## Quoted text

▼

Article MT260

Once Upon a Time ...

A look at some universal folklore themes

When I was growing up in rural Lancashire I spent a lot of time with my maternal grandfather, Arthur Hart.  Although his father had moved from Cambridgeshire to Lancashire, my grandfather seemed to have a great deal of knowledge about the area where we lived.  He knew a number of stories, including one that told of a group of hunters who were out on the local moors.  Their hounds soon spotted a hare, which they chased hither and thither.  Eventually, the hare, spotting a hole in the side of a barn, managed to escape through the hole and into the barn, but not before one of the hounds had caught hold, and bitten, one of the hare's legs.  The huntsmen went towards the barn door but, before they could open it, the door opened from the inside and out came a well-known witch, 'Owd Mother Demdike'.  As she walked off, cursing the hunters as she did so, the hunters noticed that blood was coming from a wound in the witch's ankle.

▲

## Set problem 1
Please collect every line of the records that contains the string "tree", treating case as significant.
The text and the records have no connection to each other.

## Supplied records
▼

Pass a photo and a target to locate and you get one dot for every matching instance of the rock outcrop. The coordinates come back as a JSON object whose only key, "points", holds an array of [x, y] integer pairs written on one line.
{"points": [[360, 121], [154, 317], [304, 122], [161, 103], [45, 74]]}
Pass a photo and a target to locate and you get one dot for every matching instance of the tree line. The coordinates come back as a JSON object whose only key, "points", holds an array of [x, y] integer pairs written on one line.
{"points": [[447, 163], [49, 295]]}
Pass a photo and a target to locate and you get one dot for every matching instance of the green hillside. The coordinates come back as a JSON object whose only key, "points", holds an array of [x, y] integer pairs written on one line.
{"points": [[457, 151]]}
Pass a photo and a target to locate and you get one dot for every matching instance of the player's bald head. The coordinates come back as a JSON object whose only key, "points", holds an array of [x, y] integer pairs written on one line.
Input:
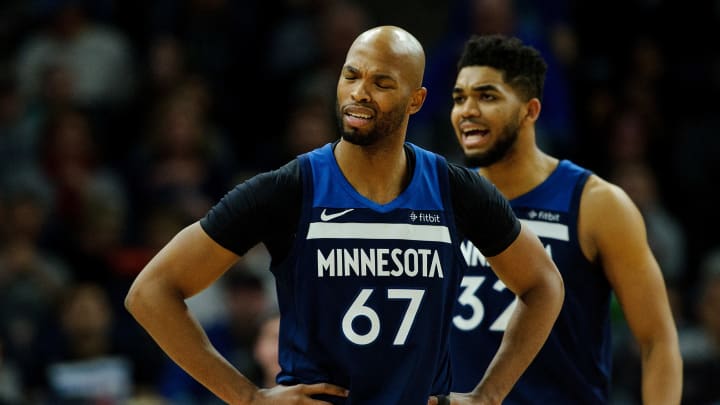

▲

## Set problem 2
Do these statements agree with the folklore article? Answer yes or no for each, quoting the words that decide it. (a) One of the hounds bit the hare's leg. (b) The witch came out of the barn through the hole in its side. (c) The hunters in the story were out in a forest.

## Right answer 1
Pass a photo and a target to locate and you get one dot for every matching instance of the tree line. The coordinates come back as a JSON object whose only key, "points", holds an array of [x, y] integer pairs written on one line.

## Right answer 2
(a) Yes: "one of the hounds had caught hold, and bitten, one of the hare's legs."
(b) No: "the door opened from the inside and out came a well-known witch"
(c) No: "a group of hunters who were out on the local moors"